**Polecenie**
Czy możesz dopisać dalszą część tekstu o szczepionkach i liniach komórek płodowych, zaczynając od miejsca tuż po jego ostatnim zdaniu?

──────── Tekst źródłowy

Aby preparaty były zdatne do użytku, trzeba było pobierać tkanki z dzieci żywcem i bez żadnego znieczulenia – w krótkim momencie pomiędzy wyjęciem dzieciątka z macicy, a jego śmiercią. Aż trudno wyobrazić sobie, jak ogromny ból musiał odczuwać mały człowiek wyrwany z bezpiecznego łona mamy i poddany okrutnej procedurze usunięcia narządów żywcem... Teraz szczepionki powstałe dzięki liniom płodowym mamy wszyscy uznać za zdobycz cywilizacji i masowo je stosować. Straszenie kolejną falą koronawirusa jest niczym innym jak tworzeniem popytu na preparaty skażone gigantyczną zbrodnią".
Na samym początku „epidemii" wyszły z Watykanu głosy uspokajające, bagatelizujące obecność w „szczepionkach" cząsteczek ciał dzieci zamordowanych przed narodzeniem i usprawiedliwiające użycie tych „szczepionek" („wyższa konieczność życiowa"). Jednak musimy teraz, po latach, postawić następujące pytania:
1. Czy kiedykolwiek wolno używać złych środków do osiągnięcia dobrego celu?

────────────────
──────── Fragmenty danych

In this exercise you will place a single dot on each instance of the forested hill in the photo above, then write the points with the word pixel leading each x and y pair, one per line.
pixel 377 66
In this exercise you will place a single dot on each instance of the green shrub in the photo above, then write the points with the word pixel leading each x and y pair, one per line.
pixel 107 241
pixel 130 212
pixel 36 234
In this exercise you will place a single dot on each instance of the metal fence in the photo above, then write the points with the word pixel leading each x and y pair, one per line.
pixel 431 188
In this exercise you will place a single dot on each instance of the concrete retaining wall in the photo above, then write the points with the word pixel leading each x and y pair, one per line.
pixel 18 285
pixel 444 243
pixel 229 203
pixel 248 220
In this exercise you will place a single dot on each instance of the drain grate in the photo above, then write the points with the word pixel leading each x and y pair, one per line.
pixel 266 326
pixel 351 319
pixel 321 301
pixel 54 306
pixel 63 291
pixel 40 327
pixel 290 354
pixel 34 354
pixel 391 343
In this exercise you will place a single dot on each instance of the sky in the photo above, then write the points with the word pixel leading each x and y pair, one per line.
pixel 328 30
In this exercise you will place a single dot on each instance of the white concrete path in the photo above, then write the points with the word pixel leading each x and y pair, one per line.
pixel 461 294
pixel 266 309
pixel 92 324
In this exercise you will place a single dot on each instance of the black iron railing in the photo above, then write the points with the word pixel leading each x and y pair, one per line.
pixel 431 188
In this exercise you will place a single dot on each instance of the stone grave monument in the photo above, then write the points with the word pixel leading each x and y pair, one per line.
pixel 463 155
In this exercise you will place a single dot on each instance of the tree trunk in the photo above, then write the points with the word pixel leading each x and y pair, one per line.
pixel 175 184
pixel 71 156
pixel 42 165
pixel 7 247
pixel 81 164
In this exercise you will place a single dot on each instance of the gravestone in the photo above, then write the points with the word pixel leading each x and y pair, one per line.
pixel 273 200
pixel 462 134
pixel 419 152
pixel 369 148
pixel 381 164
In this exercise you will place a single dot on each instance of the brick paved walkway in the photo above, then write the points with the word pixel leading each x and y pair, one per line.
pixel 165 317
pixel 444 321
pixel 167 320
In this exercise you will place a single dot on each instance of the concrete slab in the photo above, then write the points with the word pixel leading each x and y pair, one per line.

────────────────

**Odpowiedź na zadanie**
2. Czy rzeczywiście chodziło, jak twierdzono, o dawno zamrożony pojedynczy płód (embrion)?
3. W jakim celu wprowadzono do preparatów linie komórkowe z ciał dzieci okrutnie zamordowanych?
Oto próba odpowiedzi.
Do 1. Kościół zawsze uznawał taką rzecz za moralnie naganną, złą i niedopuszczalną. Także dzisiaj głos Kościoła nie może brzmieć inaczej, a jeśli brzmi – czy nie jest to zdrada Boga, podeptanie Świętej Tradycji i Bożego przykazania „Nie zabijaj"?
Do 2. Istnieją liczne dowody, ze zdjęciami włącznie, na to, że chodzi tu o tysiące dzieci aktualnie pozbawionych życia właśnie w tym celu. Do tego po wyrwaniu ich z łona matki, nieraz przed samym naturalnym urodzeniem, bez znieczulenia wydarto im organy ciała, z których pobrano cząsteczki.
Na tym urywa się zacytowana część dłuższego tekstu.